* **What to work on**:
Each entry that follows is to be copied exactly, minus any pictures.

Dataset entries

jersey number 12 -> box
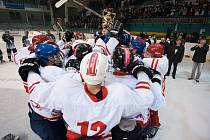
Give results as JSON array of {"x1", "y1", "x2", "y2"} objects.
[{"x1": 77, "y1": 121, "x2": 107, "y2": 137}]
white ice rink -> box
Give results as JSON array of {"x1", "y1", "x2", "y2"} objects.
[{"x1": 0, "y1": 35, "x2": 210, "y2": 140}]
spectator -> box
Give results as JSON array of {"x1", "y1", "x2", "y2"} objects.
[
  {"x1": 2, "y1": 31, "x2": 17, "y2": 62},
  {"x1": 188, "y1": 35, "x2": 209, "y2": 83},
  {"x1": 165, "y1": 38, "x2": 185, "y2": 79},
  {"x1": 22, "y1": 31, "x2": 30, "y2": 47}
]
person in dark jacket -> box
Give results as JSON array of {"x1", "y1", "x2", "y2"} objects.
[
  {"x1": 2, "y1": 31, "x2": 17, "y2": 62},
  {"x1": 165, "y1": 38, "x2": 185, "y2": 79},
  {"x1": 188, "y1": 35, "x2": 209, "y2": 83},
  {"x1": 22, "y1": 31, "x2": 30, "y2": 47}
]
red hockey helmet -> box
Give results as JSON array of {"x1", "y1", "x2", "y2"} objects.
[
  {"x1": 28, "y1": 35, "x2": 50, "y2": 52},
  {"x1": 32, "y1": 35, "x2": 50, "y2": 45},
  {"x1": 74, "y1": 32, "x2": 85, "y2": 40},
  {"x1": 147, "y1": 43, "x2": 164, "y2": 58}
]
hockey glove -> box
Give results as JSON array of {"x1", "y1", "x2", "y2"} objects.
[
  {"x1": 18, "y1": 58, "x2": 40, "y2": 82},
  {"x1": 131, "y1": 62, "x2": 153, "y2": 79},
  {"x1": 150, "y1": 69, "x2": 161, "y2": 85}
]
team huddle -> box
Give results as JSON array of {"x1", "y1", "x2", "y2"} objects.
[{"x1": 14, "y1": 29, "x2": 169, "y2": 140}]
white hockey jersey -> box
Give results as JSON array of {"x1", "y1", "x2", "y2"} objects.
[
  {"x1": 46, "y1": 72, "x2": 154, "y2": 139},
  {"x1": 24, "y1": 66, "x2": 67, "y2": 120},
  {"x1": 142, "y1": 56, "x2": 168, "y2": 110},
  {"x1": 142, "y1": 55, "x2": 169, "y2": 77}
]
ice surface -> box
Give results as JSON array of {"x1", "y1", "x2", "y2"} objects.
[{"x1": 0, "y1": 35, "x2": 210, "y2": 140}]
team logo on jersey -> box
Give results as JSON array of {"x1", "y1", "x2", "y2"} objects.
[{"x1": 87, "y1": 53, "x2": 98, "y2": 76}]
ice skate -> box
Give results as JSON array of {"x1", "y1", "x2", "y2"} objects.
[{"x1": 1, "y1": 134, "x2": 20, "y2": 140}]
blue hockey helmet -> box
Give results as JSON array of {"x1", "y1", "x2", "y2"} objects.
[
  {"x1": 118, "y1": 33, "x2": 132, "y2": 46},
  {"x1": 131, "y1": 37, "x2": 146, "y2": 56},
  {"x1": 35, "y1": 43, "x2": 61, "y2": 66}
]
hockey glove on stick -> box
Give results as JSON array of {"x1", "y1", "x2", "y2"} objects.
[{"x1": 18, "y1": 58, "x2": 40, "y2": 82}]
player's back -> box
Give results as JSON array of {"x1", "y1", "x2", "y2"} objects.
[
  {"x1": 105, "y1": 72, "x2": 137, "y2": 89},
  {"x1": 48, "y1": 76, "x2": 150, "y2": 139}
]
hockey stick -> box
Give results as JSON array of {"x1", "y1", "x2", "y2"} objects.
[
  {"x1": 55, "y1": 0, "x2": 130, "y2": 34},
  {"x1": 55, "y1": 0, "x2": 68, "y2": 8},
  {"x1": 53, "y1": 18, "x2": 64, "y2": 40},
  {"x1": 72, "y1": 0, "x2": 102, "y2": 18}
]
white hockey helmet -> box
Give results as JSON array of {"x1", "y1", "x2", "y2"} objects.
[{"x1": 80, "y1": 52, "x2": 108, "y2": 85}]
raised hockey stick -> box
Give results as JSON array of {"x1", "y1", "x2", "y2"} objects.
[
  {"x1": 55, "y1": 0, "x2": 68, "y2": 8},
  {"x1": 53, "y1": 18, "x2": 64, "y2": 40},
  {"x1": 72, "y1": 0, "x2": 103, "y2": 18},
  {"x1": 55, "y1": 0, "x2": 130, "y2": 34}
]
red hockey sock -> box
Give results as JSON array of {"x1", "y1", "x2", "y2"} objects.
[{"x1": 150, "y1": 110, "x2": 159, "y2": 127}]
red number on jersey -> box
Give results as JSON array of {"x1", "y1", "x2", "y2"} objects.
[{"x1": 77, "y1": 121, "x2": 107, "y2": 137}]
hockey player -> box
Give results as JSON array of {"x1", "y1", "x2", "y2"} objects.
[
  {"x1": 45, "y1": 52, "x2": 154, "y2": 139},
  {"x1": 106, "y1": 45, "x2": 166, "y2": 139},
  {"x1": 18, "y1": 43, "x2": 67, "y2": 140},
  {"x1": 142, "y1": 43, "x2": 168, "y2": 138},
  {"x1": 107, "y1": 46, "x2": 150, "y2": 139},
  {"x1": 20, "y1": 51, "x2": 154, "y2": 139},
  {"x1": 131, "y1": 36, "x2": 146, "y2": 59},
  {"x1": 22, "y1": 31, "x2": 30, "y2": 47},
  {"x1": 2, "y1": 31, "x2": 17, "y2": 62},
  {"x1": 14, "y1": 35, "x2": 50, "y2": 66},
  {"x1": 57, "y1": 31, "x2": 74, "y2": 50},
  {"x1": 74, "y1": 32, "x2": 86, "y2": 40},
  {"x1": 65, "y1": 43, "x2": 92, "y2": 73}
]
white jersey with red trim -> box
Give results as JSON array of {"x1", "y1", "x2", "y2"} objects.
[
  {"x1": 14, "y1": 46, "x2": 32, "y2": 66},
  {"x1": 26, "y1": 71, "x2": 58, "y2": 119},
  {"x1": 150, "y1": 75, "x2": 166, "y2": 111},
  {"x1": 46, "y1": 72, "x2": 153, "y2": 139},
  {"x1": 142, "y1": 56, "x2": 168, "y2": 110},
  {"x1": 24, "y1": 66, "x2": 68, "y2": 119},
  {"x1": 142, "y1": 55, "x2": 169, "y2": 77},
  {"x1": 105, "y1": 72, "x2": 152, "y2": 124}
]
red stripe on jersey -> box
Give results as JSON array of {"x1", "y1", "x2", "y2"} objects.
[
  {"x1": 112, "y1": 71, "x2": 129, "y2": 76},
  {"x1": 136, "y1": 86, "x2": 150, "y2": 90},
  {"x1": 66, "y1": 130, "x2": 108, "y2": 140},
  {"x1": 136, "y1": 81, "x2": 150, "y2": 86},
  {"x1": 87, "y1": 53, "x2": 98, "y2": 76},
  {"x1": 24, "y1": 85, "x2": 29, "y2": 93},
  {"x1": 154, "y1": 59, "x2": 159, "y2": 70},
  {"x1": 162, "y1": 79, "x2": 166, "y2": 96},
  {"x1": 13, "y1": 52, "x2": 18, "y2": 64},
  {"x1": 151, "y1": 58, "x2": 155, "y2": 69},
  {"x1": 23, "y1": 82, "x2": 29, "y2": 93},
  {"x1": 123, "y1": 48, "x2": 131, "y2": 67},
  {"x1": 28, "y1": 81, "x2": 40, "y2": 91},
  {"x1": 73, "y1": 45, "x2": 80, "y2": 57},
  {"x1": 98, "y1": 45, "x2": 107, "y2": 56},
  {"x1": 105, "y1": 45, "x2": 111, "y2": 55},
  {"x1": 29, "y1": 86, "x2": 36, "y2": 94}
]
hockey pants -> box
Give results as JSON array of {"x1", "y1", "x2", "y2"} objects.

* **Written answer**:
jersey number 12 -> box
Give results as JSON array of {"x1", "y1", "x2", "y2"} objects.
[{"x1": 77, "y1": 121, "x2": 107, "y2": 137}]
white ice rink -> box
Give results as JSON array of {"x1", "y1", "x2", "y2"} objects.
[{"x1": 0, "y1": 35, "x2": 210, "y2": 140}]
spectator -> box
Give results as JSON array of {"x1", "y1", "x2", "y2"} objects.
[
  {"x1": 2, "y1": 31, "x2": 17, "y2": 62},
  {"x1": 188, "y1": 35, "x2": 209, "y2": 83},
  {"x1": 165, "y1": 38, "x2": 185, "y2": 79},
  {"x1": 22, "y1": 31, "x2": 30, "y2": 47}
]
person in dark jacket -> box
Give results as JSON array of {"x1", "y1", "x2", "y2"} objects.
[
  {"x1": 2, "y1": 31, "x2": 17, "y2": 62},
  {"x1": 165, "y1": 38, "x2": 185, "y2": 79},
  {"x1": 188, "y1": 35, "x2": 209, "y2": 83},
  {"x1": 22, "y1": 31, "x2": 30, "y2": 47}
]
red hockey helmet -> box
Give results as JSON array of {"x1", "y1", "x2", "y2"} objects.
[
  {"x1": 28, "y1": 35, "x2": 50, "y2": 52},
  {"x1": 32, "y1": 35, "x2": 50, "y2": 45},
  {"x1": 74, "y1": 32, "x2": 85, "y2": 40},
  {"x1": 147, "y1": 43, "x2": 164, "y2": 58}
]
hockey glove -> box
Give results as JSON array of {"x1", "y1", "x2", "y2"} objects.
[
  {"x1": 18, "y1": 58, "x2": 40, "y2": 82},
  {"x1": 131, "y1": 62, "x2": 153, "y2": 79},
  {"x1": 150, "y1": 69, "x2": 161, "y2": 85}
]
team huddle -> box
Give results as JSON array of {"x1", "y1", "x2", "y2"} objects.
[{"x1": 14, "y1": 29, "x2": 169, "y2": 140}]
white hockey jersey -> box
Give results as JSON array of {"x1", "y1", "x2", "y2"} objects.
[
  {"x1": 46, "y1": 72, "x2": 154, "y2": 139},
  {"x1": 24, "y1": 66, "x2": 67, "y2": 120},
  {"x1": 142, "y1": 56, "x2": 168, "y2": 110},
  {"x1": 142, "y1": 55, "x2": 169, "y2": 77}
]
ice surface -> box
Give results as JSON array of {"x1", "y1", "x2", "y2"} objects.
[{"x1": 0, "y1": 35, "x2": 210, "y2": 140}]
team logo on jersey -> box
Give results as JSON array of {"x1", "y1", "x2", "y2"} objects.
[{"x1": 87, "y1": 53, "x2": 98, "y2": 76}]
ice skate -> box
Give results as JSON array of {"x1", "y1", "x2", "y2"} objects.
[{"x1": 1, "y1": 134, "x2": 20, "y2": 140}]
blue hockey helmet -> box
Give results as JSON array of {"x1", "y1", "x2", "y2"} objects.
[
  {"x1": 118, "y1": 33, "x2": 132, "y2": 46},
  {"x1": 131, "y1": 37, "x2": 146, "y2": 56},
  {"x1": 35, "y1": 43, "x2": 61, "y2": 66}
]
hockey glove on stick -> box
Give results as JSON array of {"x1", "y1", "x2", "y2"} objects.
[{"x1": 18, "y1": 58, "x2": 40, "y2": 82}]
player's back -> box
Give results as JSON array of {"x1", "y1", "x2", "y2"} objects.
[
  {"x1": 105, "y1": 72, "x2": 137, "y2": 89},
  {"x1": 48, "y1": 76, "x2": 150, "y2": 139}
]
hockey stick -> box
Give results as JSON array of {"x1", "y1", "x2", "y2"} objects.
[
  {"x1": 55, "y1": 0, "x2": 130, "y2": 34},
  {"x1": 55, "y1": 0, "x2": 68, "y2": 8},
  {"x1": 53, "y1": 18, "x2": 64, "y2": 40},
  {"x1": 72, "y1": 0, "x2": 102, "y2": 18}
]
white hockey helmet -> box
Give results as JSON array of {"x1", "y1", "x2", "y2"} objects.
[{"x1": 80, "y1": 52, "x2": 108, "y2": 85}]
raised hockey stick -> box
Give results as JSON array of {"x1", "y1", "x2", "y2"} objects.
[
  {"x1": 55, "y1": 0, "x2": 68, "y2": 8},
  {"x1": 53, "y1": 18, "x2": 64, "y2": 40},
  {"x1": 72, "y1": 0, "x2": 103, "y2": 18},
  {"x1": 55, "y1": 0, "x2": 130, "y2": 34}
]
red hockey sock -> box
Give results as JSON array of {"x1", "y1", "x2", "y2"} objects.
[{"x1": 150, "y1": 110, "x2": 159, "y2": 127}]
red number on jersey -> box
Give results as JSON array of {"x1", "y1", "x2", "y2"} objects.
[{"x1": 77, "y1": 121, "x2": 107, "y2": 137}]
hockey player -> box
Give results as JSON array of {"x1", "y1", "x2", "y2"} objects.
[
  {"x1": 45, "y1": 52, "x2": 154, "y2": 139},
  {"x1": 106, "y1": 45, "x2": 166, "y2": 139},
  {"x1": 18, "y1": 43, "x2": 67, "y2": 140},
  {"x1": 142, "y1": 43, "x2": 168, "y2": 138},
  {"x1": 107, "y1": 46, "x2": 150, "y2": 139},
  {"x1": 20, "y1": 51, "x2": 154, "y2": 139},
  {"x1": 131, "y1": 36, "x2": 146, "y2": 59},
  {"x1": 22, "y1": 31, "x2": 30, "y2": 47},
  {"x1": 2, "y1": 31, "x2": 17, "y2": 62},
  {"x1": 14, "y1": 35, "x2": 50, "y2": 66},
  {"x1": 57, "y1": 31, "x2": 74, "y2": 50},
  {"x1": 74, "y1": 32, "x2": 86, "y2": 40},
  {"x1": 65, "y1": 43, "x2": 92, "y2": 73}
]
white jersey with red trim -> box
Give results as JSON array of {"x1", "y1", "x2", "y2"} objects.
[
  {"x1": 14, "y1": 46, "x2": 32, "y2": 66},
  {"x1": 26, "y1": 71, "x2": 58, "y2": 119},
  {"x1": 150, "y1": 75, "x2": 166, "y2": 111},
  {"x1": 46, "y1": 72, "x2": 153, "y2": 139},
  {"x1": 142, "y1": 56, "x2": 168, "y2": 110},
  {"x1": 24, "y1": 66, "x2": 68, "y2": 119},
  {"x1": 142, "y1": 55, "x2": 169, "y2": 77},
  {"x1": 105, "y1": 72, "x2": 152, "y2": 124}
]
red stripe on jersey -> box
Give results as JSON array of {"x1", "y1", "x2", "y2"} objects.
[
  {"x1": 112, "y1": 71, "x2": 129, "y2": 76},
  {"x1": 136, "y1": 86, "x2": 150, "y2": 90},
  {"x1": 66, "y1": 130, "x2": 108, "y2": 140},
  {"x1": 136, "y1": 81, "x2": 150, "y2": 86},
  {"x1": 87, "y1": 53, "x2": 98, "y2": 76},
  {"x1": 24, "y1": 85, "x2": 29, "y2": 93},
  {"x1": 154, "y1": 59, "x2": 159, "y2": 70},
  {"x1": 162, "y1": 79, "x2": 166, "y2": 96},
  {"x1": 13, "y1": 52, "x2": 18, "y2": 64},
  {"x1": 151, "y1": 58, "x2": 155, "y2": 69},
  {"x1": 23, "y1": 82, "x2": 29, "y2": 93},
  {"x1": 123, "y1": 48, "x2": 131, "y2": 67},
  {"x1": 28, "y1": 81, "x2": 40, "y2": 91},
  {"x1": 73, "y1": 45, "x2": 80, "y2": 57},
  {"x1": 98, "y1": 45, "x2": 107, "y2": 56},
  {"x1": 105, "y1": 45, "x2": 111, "y2": 55},
  {"x1": 29, "y1": 86, "x2": 36, "y2": 94}
]
hockey pants -> box
Give results as JSON array of {"x1", "y1", "x2", "y2"} objects.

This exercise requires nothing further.